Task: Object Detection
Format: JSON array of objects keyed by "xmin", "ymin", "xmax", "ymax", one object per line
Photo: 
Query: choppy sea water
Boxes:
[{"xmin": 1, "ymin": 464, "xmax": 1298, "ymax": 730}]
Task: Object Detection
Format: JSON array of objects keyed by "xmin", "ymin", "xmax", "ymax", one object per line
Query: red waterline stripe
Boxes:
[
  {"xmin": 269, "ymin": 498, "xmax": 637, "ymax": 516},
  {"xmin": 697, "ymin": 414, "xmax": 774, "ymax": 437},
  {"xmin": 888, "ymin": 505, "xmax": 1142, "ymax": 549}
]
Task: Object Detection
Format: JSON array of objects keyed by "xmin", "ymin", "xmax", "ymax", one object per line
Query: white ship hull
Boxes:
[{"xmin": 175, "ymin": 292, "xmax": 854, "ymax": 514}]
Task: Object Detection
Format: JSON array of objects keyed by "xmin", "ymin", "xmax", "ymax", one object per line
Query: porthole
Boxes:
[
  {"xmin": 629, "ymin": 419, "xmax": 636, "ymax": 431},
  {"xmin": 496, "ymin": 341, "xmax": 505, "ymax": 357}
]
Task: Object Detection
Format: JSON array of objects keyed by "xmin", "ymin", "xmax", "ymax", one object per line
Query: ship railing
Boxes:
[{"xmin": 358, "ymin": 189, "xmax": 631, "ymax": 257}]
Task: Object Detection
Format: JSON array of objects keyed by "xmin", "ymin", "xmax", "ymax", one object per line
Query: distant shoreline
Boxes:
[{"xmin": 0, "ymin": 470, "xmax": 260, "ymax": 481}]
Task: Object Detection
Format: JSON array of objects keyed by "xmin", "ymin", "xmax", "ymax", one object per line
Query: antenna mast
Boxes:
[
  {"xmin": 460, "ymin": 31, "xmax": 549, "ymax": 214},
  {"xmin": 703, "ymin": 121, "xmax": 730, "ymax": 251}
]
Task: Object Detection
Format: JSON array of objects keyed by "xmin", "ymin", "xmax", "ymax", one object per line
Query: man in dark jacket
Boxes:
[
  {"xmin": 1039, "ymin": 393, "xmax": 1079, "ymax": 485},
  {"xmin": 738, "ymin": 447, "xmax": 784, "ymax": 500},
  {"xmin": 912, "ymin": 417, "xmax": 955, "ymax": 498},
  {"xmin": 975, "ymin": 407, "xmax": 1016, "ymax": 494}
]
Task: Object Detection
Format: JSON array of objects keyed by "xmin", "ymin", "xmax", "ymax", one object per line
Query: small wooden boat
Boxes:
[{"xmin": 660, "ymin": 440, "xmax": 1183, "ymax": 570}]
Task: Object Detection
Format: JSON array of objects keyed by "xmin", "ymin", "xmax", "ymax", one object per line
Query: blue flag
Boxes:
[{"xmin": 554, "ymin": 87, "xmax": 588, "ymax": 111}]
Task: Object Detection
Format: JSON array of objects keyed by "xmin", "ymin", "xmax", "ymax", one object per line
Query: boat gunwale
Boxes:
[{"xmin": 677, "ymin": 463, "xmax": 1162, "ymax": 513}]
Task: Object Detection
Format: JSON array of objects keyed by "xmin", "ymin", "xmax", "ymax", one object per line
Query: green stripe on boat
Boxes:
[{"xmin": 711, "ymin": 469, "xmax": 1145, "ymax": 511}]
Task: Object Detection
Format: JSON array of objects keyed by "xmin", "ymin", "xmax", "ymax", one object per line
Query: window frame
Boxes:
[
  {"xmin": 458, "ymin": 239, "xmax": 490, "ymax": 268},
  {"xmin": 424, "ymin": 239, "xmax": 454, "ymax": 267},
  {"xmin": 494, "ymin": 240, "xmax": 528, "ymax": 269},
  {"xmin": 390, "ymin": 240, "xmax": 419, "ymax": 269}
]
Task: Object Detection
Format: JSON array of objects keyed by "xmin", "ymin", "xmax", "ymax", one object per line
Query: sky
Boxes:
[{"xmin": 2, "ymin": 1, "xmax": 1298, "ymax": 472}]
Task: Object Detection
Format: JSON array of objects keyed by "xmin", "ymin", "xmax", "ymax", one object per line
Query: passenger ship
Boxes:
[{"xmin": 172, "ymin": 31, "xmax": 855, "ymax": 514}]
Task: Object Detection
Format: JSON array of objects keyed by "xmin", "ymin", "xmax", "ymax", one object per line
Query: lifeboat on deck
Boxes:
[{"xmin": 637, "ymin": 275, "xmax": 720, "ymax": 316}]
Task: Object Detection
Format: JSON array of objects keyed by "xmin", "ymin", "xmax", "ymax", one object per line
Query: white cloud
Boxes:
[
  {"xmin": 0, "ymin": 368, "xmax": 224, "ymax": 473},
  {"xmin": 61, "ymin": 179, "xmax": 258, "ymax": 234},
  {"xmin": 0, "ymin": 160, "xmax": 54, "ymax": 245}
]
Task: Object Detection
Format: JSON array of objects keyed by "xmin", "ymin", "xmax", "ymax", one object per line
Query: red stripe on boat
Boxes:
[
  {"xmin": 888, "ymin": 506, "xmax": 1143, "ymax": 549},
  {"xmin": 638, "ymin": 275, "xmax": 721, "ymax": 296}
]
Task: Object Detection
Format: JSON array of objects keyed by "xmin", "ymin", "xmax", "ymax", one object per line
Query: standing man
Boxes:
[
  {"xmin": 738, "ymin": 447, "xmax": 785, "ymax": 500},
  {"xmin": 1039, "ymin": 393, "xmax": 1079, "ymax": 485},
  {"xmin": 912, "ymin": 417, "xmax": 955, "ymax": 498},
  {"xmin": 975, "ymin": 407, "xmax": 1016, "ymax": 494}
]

AIM OF THE TASK. Count every line above that holds the word "white", and state the number and nothing more.

EXERCISE OUTPUT. 2